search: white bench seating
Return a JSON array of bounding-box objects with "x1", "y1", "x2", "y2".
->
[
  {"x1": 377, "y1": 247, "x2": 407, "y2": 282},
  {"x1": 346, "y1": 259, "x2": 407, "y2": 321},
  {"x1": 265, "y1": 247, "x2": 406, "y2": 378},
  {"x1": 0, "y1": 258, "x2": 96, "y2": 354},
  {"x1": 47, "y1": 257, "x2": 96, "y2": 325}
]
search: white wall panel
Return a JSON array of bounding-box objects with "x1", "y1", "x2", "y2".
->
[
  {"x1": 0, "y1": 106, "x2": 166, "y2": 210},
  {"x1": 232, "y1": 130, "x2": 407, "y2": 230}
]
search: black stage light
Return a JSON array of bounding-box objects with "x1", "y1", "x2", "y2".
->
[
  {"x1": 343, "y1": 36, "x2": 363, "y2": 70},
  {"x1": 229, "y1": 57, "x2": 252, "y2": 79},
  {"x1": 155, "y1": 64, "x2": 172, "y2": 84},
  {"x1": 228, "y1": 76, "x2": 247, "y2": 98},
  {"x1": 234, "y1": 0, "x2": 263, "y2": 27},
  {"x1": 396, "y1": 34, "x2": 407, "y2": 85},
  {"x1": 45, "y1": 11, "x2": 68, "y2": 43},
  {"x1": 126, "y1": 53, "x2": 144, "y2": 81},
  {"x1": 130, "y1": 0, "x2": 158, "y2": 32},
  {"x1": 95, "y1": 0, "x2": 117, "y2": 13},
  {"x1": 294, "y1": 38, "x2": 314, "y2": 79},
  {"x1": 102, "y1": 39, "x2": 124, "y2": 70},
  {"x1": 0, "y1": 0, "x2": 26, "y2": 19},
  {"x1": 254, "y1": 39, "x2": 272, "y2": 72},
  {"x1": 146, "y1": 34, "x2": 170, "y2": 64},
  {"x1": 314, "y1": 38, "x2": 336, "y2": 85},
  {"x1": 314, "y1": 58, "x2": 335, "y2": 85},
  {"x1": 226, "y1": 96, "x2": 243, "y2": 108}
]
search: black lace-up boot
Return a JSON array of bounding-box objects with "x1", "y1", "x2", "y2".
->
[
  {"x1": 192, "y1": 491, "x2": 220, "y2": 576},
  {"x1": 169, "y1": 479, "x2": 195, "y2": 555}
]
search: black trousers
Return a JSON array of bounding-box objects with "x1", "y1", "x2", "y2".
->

-.-.-

• _Your objective_
Copy every row above word for word.

• _Task output_
search: white bench seating
Return a JSON array of bounding-box objects with "x1", "y1", "x2", "y2".
->
[
  {"x1": 377, "y1": 247, "x2": 407, "y2": 282},
  {"x1": 346, "y1": 259, "x2": 407, "y2": 321},
  {"x1": 265, "y1": 247, "x2": 406, "y2": 378},
  {"x1": 0, "y1": 258, "x2": 96, "y2": 354},
  {"x1": 47, "y1": 257, "x2": 96, "y2": 325}
]
search: white wall panel
Return a JSON array of bounding-box objects with "x1", "y1", "x2", "y2".
->
[
  {"x1": 0, "y1": 106, "x2": 166, "y2": 210},
  {"x1": 232, "y1": 130, "x2": 407, "y2": 230}
]
search: black stage light
Return a JSON array of bounding-box objects with "x1", "y1", "x2", "y2".
->
[
  {"x1": 343, "y1": 36, "x2": 363, "y2": 70},
  {"x1": 229, "y1": 57, "x2": 252, "y2": 79},
  {"x1": 155, "y1": 64, "x2": 172, "y2": 84},
  {"x1": 228, "y1": 76, "x2": 247, "y2": 98},
  {"x1": 234, "y1": 0, "x2": 263, "y2": 27},
  {"x1": 396, "y1": 34, "x2": 407, "y2": 85},
  {"x1": 45, "y1": 11, "x2": 68, "y2": 43},
  {"x1": 126, "y1": 53, "x2": 144, "y2": 81},
  {"x1": 130, "y1": 0, "x2": 158, "y2": 32},
  {"x1": 95, "y1": 0, "x2": 117, "y2": 13},
  {"x1": 294, "y1": 38, "x2": 314, "y2": 79},
  {"x1": 102, "y1": 39, "x2": 124, "y2": 70},
  {"x1": 0, "y1": 0, "x2": 26, "y2": 19},
  {"x1": 254, "y1": 39, "x2": 272, "y2": 72},
  {"x1": 146, "y1": 34, "x2": 170, "y2": 64},
  {"x1": 314, "y1": 38, "x2": 336, "y2": 85},
  {"x1": 314, "y1": 58, "x2": 335, "y2": 85},
  {"x1": 226, "y1": 96, "x2": 243, "y2": 108}
]
search: black lace-up boot
Return a JSON array of bounding-box objects with "x1", "y1", "x2", "y2".
->
[
  {"x1": 192, "y1": 491, "x2": 220, "y2": 576},
  {"x1": 169, "y1": 479, "x2": 195, "y2": 555}
]
search: black trousers
Return a JSON array of bounding-box objects with "x1", "y1", "x2", "y2".
->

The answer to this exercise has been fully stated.